▸ **Texto para leer**
——

Seven sins of management: a behavioural critique. James Montier


#1

James Montier, autor de varios libros sobre finanzas conductuales y value investing, publicó en 2005 un paper titulado Seven Sins of Management: A Behavioural Critique.
Trata sobre los sesgos de comportamiento más comunes entre los inversores y gestores de fondos.

El paper puede descargarse gratuitamente aquí.

Lo siguiente es un resumen de algunas ideas interesantes recopiladas en un blog. Siento no traducirlas.
Abrazo.

Sin 1: Forecasting

An enormous amount of evidence suggests that we simply cannot forecast. Montier suggests that anchoring bias and over-confidence cause investors to continue relying on forecasts in their investment decisions.

Sin 2: The illusion of knowledge

Investors appear to believe that they need to know more than everyone else in order to outperform. This stems from an efficient markets view of the world. If markets are efficient, then the only way they can be beaten is by knowing something that everyone else does not. This is paradoxical because it is the pockets of inefficiency that allow for outperformance. Due to our cognitive limits, he argues that more information, beyond a low amount, only increases confidence rather than accuracy.

Sin 3: Meeting companies

Meeting management is an important cornerstone in most fund managers’ investment process. However, there are five psychological hurdles that must be overcome for management meetings to value-add to an investment process and this significantly reduces the effectiveness of management meetings.

——

▸ **Filas extraídas**
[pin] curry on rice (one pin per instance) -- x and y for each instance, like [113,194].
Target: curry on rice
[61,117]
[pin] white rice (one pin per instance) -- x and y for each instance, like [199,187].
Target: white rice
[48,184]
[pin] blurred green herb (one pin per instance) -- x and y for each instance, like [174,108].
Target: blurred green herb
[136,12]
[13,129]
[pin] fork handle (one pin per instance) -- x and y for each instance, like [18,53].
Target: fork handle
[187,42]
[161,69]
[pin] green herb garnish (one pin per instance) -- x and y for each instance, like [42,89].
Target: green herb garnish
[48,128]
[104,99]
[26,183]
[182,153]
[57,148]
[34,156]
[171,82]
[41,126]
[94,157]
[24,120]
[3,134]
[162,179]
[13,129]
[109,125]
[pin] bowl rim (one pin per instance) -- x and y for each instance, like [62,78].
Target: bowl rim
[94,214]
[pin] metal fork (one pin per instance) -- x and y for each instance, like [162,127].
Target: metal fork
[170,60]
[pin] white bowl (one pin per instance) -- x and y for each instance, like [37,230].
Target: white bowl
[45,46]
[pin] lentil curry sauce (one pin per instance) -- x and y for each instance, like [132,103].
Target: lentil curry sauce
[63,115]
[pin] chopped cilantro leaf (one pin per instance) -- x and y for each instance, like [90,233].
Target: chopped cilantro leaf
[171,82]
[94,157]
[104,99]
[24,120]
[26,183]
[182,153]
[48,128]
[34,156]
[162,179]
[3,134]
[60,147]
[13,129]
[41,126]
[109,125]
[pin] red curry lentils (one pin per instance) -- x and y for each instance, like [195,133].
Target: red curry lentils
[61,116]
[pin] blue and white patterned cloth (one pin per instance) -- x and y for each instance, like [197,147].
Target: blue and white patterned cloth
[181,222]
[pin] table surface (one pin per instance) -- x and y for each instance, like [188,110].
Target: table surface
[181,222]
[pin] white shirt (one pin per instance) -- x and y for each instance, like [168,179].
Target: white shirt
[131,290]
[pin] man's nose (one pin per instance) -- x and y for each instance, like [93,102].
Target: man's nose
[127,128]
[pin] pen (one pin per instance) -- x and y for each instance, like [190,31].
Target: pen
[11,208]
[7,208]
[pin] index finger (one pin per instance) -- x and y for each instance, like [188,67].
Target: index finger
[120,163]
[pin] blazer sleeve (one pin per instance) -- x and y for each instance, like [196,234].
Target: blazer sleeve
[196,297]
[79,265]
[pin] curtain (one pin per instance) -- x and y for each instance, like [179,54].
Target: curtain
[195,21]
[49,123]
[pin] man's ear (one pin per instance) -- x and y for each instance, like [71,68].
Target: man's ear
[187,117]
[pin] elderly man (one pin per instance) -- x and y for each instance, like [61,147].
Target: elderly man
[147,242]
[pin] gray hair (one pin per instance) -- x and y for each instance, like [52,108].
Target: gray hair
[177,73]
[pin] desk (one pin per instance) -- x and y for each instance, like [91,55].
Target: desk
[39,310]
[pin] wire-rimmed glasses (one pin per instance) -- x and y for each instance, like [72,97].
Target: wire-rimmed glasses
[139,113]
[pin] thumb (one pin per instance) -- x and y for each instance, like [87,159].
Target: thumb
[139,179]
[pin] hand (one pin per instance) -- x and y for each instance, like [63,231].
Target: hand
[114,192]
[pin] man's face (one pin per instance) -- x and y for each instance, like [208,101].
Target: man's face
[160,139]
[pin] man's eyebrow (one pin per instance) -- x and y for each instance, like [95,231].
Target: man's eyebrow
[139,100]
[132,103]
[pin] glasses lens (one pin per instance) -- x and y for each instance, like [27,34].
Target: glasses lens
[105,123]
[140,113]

——

▸ **Instrucciones de tareas**
A - Indica si cada afirmación coincide con el texto sobre los pecados de la gestión: (i) Montier publicó su paper en 2005; (ii) el paper solo se obtiene pagando; (iii) el tercer pecado menciona cinco obstáculos psicológicos en las reuniones con la dirección.
B - Reproduce sin cambios el fragmento del texto sobre los pecados de la gestión que va de "Seven sins of management: a behavioural critique. James" a "descargarse gratuitamente aquí.".

▸ **Respuestas por tarea**
A -
(i) Sí: «publicó en 2005 un paper titulado Seven Sins of Management: A Behavioural Critique».
(ii) No: «El paper puede descargarse gratuitamente aquí».
(iii) Sí: «there are five psychological hurdles that must be overcome for management meetings to value-add to an investment process».

B -
Seven sins of management: a behavioural critique. James Montier


#1

James Montier, autor de varios libros sobre finanzas conductuales y value investing, publicó en 2005 un paper titulado Seven Sins of Management: A Behavioural Critique.
Trata sobre los sesgos de comportamiento más comunes entre los inversores y gestores de fondos.

El paper puede descargarse gratuitamente aquí.